▶ [Tasks and exercises]
1) Reproduce the passage of the article on comet impacts below, starting with "Prof Mark Burchell, from" and going on through "Agency's Rosetta mission.".
2) According to the article on comet impacts below, at which event and in which city did Dr Haruna Sugahara and Dr Koicha Mimura present their work?
3) List every person named in the article on comet impacts below.
══ Passage
Comet impacts cook up 'soup of life'
- Published
New results show how collisions between comets and planets can make molecules that are the essential building blocks of life.
This suggests that the chemistry needed to gather the molecular ingredients for life could be more common than previously recognised.
Earth scientists from Japan carried out experiments to mimic comet impacts that occurred on early Earth. They found chemical reactions to make the primordial "soup for life" can occur anywhere that comets collide.
Presenting their work at the Goldschmidt conference of geochemists in Prague, external, Dr Haruna Sugahara and Dr Koicha Mimura reported that after mixtures of ice, amino acids and rock were impacted with a projectile, the amino acids joined up to make complex organic molecules, peptides, which are important building blocks in biochemistry.
Reactions to make peptides could, therefore, occur widely on bodies across the Solar System, including places like comets, as well as around other stars across the Universe, it seems.
Prof Mark Burchell, from the University of Kent, UK, who was not involved in the work, commented to BBC News: "What this new work does is to show that if a comet containing such material were to hit a planet, the energy from the impact will drive further chemistry to help form short peptides, chains of amino acids that are useful to make proteins"
Scientists have already seen that amino acids and complex organic molecules exist on comets, from space missions like Stardust (a US space agency mission that returned cometary samples from comet 81P/Wild-2 in 2006) and the recent data from the European Space Agency's Rosetta mission.
Dr Sugahara said: "This finding indicates that comet impacts almost certainly played an important role in delivering the 'seeds of life' to the early Earth. It also opens the likelihood that we will have seen similar chemical evolution in other extraterrestrial bodies, starting with cometary derived peptides."
The idea that life, or the precursors to life, is present in outer space and was delivered to Earth on comets or meteorites to allow life to start here is not new. These results suggest that the impact of such comets themselves might also be key to building the ingredients for life, however.
"Space could have been the source for the Earth of some of the ingredients for life, but of course we are still talking pre-biotic chemistry. We still don't know how or where chemistry became life," Prof Burchell told BBC News.
════
══ Dataset entries
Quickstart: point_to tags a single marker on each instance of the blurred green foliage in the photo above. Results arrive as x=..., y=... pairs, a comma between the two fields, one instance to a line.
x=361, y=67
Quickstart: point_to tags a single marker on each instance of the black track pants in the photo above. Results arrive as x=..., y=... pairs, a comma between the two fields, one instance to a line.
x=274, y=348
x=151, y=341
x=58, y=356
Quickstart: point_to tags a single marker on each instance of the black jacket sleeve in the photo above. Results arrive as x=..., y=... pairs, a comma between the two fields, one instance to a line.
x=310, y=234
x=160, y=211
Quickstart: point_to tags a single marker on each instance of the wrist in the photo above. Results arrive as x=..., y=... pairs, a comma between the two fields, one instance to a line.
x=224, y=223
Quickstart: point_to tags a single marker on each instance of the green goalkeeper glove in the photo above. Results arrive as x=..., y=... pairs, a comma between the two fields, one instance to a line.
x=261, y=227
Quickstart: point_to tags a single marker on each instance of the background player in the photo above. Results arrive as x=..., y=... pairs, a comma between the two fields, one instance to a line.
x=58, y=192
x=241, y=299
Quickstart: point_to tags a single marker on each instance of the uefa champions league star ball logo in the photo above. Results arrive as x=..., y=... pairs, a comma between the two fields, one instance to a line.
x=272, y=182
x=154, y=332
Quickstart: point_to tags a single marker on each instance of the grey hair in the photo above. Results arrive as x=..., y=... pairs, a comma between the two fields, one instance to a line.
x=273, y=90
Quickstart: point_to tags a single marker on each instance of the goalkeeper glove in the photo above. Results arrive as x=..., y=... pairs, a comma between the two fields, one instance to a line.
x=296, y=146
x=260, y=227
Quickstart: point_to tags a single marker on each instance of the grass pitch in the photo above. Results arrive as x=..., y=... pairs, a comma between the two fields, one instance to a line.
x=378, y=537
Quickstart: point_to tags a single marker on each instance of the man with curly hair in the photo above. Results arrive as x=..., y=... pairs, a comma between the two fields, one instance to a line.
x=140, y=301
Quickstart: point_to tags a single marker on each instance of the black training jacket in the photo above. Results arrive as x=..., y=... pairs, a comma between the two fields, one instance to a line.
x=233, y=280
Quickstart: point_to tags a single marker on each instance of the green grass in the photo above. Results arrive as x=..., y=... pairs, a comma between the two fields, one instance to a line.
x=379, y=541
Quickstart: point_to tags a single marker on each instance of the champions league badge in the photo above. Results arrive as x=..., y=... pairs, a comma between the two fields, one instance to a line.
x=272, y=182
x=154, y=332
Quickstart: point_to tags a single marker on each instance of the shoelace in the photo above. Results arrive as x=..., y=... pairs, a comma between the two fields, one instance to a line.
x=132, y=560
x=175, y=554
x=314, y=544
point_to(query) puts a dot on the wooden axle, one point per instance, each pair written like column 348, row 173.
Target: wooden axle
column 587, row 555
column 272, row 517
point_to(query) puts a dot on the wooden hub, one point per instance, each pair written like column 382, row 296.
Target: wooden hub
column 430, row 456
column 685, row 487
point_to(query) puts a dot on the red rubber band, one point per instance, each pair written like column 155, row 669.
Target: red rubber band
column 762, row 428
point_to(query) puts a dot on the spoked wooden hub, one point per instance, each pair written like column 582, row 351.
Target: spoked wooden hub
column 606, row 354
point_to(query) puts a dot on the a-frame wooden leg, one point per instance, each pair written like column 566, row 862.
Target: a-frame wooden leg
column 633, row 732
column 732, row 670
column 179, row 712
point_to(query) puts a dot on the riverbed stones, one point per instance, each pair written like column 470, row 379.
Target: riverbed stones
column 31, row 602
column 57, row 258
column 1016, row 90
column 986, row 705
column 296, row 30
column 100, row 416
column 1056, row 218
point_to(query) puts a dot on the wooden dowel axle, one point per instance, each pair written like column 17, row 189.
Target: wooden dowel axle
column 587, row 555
════
▶ [Responses by item number]
1)
Prof Mark Burchell, from the University of Kent, UK, who was not involved in the work, commented to BBC News: "What this new work does is to show that if a comet containing such material were to hit a planet, the energy from the impact will drive further chemistry to help form short peptides, chains of amino acids that are useful to make proteins"
Scientists have already seen that amino acids and complex organic molecules exist on comets, from space missions like Stardust (a US space agency mission that returned cometary samples from comet 81P/Wild-2 in 2006) and the recent data from the European Space Agency's Rosetta mission.

2) At the Goldschmidt conference of geochemists in Prague.

3) Dr Haruna Sugahara, Dr Koicha Mimura, Prof Mark Burchell